▶ **Task objective**
Begin at the first line below and copy each line exactly, ending with the line where "object: cream knitted swatch" appears.

▶ **Extracted material**
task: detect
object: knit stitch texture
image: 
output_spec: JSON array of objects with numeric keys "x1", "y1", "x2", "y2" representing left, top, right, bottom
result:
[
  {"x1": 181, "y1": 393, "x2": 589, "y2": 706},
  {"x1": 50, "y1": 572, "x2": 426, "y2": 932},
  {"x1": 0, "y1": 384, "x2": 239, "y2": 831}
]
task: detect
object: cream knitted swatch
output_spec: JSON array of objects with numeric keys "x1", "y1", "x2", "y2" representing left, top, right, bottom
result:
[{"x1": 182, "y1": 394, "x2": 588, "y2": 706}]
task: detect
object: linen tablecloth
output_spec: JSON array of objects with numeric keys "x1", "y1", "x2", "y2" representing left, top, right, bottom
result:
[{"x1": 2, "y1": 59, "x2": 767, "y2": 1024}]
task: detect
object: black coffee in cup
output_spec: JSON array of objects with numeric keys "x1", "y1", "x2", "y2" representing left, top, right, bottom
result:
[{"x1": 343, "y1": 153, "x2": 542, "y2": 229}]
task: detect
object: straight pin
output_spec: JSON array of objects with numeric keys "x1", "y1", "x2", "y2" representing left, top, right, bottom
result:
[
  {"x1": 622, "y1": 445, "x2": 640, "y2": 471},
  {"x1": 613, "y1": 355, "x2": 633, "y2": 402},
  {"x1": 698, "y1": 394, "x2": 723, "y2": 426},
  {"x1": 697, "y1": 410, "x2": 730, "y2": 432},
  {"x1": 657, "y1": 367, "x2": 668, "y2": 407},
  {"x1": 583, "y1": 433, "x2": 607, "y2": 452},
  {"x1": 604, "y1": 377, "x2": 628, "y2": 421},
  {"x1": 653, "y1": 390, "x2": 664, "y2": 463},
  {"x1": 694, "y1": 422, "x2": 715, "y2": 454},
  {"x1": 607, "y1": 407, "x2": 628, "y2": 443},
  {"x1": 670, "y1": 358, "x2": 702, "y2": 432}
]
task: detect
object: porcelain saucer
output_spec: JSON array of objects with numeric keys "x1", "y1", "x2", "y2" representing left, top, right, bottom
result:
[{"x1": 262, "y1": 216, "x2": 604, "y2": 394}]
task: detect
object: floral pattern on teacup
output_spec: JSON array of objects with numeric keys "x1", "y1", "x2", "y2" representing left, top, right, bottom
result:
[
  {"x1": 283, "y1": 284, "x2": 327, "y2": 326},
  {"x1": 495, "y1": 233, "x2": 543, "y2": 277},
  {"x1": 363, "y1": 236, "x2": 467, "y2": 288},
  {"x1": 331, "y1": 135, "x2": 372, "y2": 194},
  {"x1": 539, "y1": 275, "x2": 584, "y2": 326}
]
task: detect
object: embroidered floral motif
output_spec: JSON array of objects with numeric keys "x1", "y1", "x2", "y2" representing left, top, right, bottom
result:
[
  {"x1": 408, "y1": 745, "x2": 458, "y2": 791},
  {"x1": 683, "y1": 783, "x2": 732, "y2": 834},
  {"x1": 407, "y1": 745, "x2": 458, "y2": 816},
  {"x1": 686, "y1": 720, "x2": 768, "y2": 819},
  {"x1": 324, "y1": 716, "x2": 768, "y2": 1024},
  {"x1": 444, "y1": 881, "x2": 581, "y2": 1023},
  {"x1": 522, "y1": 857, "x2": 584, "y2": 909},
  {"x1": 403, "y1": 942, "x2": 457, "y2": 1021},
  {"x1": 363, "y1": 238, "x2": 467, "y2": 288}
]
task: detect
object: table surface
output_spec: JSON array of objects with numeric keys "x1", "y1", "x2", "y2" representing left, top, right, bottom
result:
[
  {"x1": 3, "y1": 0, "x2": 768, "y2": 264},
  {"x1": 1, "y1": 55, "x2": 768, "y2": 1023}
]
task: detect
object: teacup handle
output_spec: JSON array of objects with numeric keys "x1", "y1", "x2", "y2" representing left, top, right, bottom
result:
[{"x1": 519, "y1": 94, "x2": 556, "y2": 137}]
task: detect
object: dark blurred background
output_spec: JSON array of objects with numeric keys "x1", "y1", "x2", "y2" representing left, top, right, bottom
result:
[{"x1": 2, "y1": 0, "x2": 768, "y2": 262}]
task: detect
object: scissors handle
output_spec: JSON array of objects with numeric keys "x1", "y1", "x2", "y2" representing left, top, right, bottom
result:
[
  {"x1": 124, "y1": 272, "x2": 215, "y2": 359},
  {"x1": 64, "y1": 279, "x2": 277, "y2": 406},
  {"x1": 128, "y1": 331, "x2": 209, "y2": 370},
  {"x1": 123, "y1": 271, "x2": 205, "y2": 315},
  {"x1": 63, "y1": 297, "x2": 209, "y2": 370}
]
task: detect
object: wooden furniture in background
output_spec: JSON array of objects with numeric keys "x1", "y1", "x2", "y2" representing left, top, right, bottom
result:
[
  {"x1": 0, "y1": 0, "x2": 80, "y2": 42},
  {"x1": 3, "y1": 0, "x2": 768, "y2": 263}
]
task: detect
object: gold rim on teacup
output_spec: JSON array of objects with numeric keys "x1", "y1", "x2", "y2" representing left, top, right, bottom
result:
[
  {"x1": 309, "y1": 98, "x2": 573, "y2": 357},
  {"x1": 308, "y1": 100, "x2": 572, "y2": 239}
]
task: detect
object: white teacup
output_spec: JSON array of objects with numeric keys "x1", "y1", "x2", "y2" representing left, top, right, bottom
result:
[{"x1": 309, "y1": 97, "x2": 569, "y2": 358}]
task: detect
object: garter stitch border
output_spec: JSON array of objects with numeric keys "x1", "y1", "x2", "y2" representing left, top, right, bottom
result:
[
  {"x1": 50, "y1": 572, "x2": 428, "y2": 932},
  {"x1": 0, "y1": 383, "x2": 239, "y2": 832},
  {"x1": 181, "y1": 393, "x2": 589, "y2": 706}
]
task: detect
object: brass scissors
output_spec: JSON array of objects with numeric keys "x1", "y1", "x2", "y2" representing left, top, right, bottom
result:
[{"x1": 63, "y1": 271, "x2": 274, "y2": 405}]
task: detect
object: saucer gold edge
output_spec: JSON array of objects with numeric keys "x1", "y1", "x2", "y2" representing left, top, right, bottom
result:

▶ **Task response**
task: detect
object: knit stitch texture
image: 
output_spec: JSON array of objects with numeric keys "x1", "y1", "x2", "y2" representing left, top, right, bottom
result:
[
  {"x1": 181, "y1": 393, "x2": 589, "y2": 706},
  {"x1": 50, "y1": 572, "x2": 426, "y2": 932},
  {"x1": 0, "y1": 384, "x2": 239, "y2": 831}
]
task: detect
object: cream knitted swatch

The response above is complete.